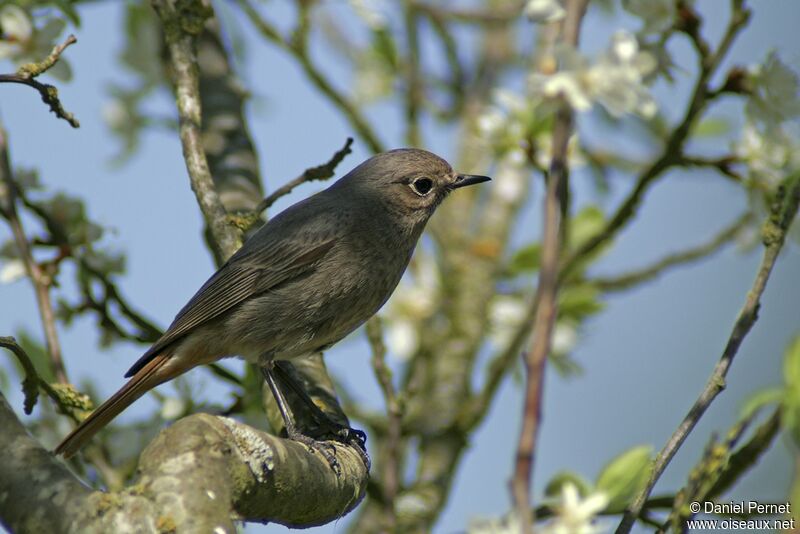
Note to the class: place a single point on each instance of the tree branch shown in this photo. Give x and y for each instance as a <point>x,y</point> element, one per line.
<point>320,172</point>
<point>547,307</point>
<point>634,278</point>
<point>182,24</point>
<point>774,235</point>
<point>673,149</point>
<point>297,46</point>
<point>391,459</point>
<point>26,75</point>
<point>198,475</point>
<point>41,282</point>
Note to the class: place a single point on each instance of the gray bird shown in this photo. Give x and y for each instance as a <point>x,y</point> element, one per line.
<point>302,282</point>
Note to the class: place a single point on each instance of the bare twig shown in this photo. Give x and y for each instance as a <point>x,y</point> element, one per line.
<point>297,45</point>
<point>505,15</point>
<point>414,90</point>
<point>181,30</point>
<point>41,282</point>
<point>723,165</point>
<point>673,149</point>
<point>320,172</point>
<point>391,461</point>
<point>26,75</point>
<point>30,384</point>
<point>546,293</point>
<point>628,280</point>
<point>774,234</point>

========================

[Verilen görev]: Yukarıdaki verilerin tüm satırlarını hiçbir değişiklik yapmadan geri döndür. Görselleri yanıta dahil etme.

[Görev sonucu]:
Note to the class: place a single point on each instance of the tree branch shown in this photo. Give x and y for each instance as a <point>x,y</point> element, one per line.
<point>320,172</point>
<point>547,307</point>
<point>634,278</point>
<point>182,24</point>
<point>774,235</point>
<point>673,149</point>
<point>297,46</point>
<point>391,459</point>
<point>26,75</point>
<point>198,475</point>
<point>41,282</point>
Note to the class: place a single point on each instance of the gray bird shown in this photo. Give x and y for each instance as a <point>x,y</point> element, one per line.
<point>302,282</point>
Note to the class: place a single point on each instance of the bare twig shown in this photo. Give x and y for each instance as a <point>x,y</point> element, one per line.
<point>297,45</point>
<point>505,15</point>
<point>414,90</point>
<point>181,30</point>
<point>41,282</point>
<point>723,165</point>
<point>673,149</point>
<point>320,172</point>
<point>391,461</point>
<point>26,75</point>
<point>30,384</point>
<point>546,293</point>
<point>628,280</point>
<point>774,234</point>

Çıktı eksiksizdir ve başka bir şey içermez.